_Required work_
Return only the final portion of the entries: the line with "Wildlife-tally request: put a marker on the finger in" and every line after it, each one exact.

Records excerpted from a collection
>>>
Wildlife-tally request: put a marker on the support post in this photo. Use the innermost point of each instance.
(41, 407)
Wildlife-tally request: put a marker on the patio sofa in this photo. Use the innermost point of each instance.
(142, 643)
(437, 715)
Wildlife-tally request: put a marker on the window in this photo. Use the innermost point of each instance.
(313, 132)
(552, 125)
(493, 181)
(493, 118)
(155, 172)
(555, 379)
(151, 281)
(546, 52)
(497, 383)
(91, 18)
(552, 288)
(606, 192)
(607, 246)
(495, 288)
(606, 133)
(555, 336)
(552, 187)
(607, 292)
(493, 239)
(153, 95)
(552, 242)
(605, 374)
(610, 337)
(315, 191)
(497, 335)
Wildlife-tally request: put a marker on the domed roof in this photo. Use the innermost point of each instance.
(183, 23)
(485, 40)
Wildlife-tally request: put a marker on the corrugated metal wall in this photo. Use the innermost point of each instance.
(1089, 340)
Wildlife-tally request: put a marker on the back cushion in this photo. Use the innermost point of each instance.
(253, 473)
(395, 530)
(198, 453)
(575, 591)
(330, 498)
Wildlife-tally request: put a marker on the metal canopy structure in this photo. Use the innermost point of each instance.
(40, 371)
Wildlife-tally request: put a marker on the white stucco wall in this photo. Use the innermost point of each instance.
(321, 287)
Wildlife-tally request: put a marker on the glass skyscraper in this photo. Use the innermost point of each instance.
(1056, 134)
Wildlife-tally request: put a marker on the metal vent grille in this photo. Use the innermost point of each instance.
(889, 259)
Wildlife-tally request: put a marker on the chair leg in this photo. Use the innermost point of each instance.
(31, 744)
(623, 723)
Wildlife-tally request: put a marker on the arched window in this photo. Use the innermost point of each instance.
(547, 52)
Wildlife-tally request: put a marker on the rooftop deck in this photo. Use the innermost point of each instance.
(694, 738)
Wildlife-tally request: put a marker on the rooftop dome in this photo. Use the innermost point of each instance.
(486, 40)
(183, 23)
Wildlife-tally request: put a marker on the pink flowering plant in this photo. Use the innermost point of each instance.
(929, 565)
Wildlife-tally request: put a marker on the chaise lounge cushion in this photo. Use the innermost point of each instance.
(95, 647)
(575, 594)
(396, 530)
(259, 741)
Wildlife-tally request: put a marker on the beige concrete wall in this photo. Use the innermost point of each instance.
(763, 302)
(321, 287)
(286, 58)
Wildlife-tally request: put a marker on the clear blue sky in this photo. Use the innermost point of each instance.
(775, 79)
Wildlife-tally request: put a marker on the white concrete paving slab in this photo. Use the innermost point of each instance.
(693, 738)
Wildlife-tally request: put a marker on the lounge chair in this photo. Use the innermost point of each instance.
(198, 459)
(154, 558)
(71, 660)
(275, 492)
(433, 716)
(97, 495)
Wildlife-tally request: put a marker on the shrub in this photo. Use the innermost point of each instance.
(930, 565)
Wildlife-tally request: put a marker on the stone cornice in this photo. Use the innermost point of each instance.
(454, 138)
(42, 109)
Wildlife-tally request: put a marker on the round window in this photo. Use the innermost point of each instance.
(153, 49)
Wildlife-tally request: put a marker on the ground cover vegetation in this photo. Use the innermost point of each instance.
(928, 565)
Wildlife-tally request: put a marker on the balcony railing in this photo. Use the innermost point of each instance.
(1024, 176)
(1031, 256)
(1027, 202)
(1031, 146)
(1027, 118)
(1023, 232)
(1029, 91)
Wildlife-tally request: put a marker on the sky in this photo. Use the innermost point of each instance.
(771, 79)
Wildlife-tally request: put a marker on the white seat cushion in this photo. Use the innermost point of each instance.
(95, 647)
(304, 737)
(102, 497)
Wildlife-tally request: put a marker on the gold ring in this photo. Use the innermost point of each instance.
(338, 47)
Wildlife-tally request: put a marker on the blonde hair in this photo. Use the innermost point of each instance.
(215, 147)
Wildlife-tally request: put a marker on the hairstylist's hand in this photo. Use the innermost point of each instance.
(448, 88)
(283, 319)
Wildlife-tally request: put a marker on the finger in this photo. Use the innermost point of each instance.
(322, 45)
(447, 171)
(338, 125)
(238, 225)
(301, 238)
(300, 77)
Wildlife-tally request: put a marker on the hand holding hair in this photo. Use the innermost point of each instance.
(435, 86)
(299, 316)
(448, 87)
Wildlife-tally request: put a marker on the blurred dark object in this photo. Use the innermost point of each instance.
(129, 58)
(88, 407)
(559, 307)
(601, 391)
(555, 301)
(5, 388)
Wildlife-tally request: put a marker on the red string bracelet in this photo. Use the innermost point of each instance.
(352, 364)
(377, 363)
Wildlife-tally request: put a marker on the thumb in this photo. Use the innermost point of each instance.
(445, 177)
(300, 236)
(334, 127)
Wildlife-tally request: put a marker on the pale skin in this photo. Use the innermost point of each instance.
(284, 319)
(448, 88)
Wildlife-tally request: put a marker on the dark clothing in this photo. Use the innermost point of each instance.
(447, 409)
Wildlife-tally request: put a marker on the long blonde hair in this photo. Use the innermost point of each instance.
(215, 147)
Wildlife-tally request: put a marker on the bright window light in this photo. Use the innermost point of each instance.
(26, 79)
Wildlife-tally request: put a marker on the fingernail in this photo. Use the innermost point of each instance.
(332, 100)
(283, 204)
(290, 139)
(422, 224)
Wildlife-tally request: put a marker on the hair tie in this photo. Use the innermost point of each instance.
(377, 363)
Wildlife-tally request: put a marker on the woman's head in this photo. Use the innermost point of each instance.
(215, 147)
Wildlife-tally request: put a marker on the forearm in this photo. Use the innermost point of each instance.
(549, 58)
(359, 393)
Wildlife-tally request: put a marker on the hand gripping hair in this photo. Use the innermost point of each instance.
<<<
_Solution_
Wildlife-tally request: put a marker on the finger in this photo. Use the innermost point of each instance.
(322, 45)
(447, 171)
(338, 125)
(238, 225)
(301, 238)
(300, 77)
Wildlife-tally request: put a marker on the hand holding hair in this photo. Use the innermost point of each instance.
(435, 86)
(299, 316)
(448, 87)
Wildlife-tally request: put a marker on the blurred dark object in this photo. Use the innermost point of each instance.
(129, 58)
(88, 407)
(559, 307)
(601, 391)
(555, 301)
(5, 388)
Wildlife-tally request: put a marker on the red string bracelet in this photo. Use the innermost point of each instance.
(352, 364)
(377, 363)
Wildlife-tally request: put a marker on the thumb in this photo. Use the innermost point of each instance.
(445, 177)
(300, 236)
(334, 127)
Wildlife-tally request: put a marker on the pale skin in this photo. Use the innermost point of each instance.
(284, 319)
(448, 88)
Wildlife-tally request: put a marker on the dark clothing in this photo. Use the innermost point of each instance.
(447, 409)
Wildlife-tally request: put a marker on the long blonde hair in this photo. Use the innermost point of each instance.
(215, 147)
Wildlife-tally request: put a marker on the bright window light in this photo. Use the innermost point of each instance.
(26, 79)
Wildlife-tally request: put a marker on the fingernail in this photo. Use the innermost point of each instance.
(332, 100)
(283, 204)
(290, 139)
(422, 224)
Wildlife-tally request: put a marker on the hair tie in this photo. Use the innermost point of each instance.
(377, 363)
Wildlife-tally request: put a marker on the woman's head in this photo. Use the innermost point of each instance.
(215, 147)
Wildlife-tally request: put a marker on the forearm in this photo. Use the innermost point of each instance.
(549, 58)
(359, 393)
Wildlife-tally request: put a marker on the hand gripping hair in this photo. Use the innermost point of each instance.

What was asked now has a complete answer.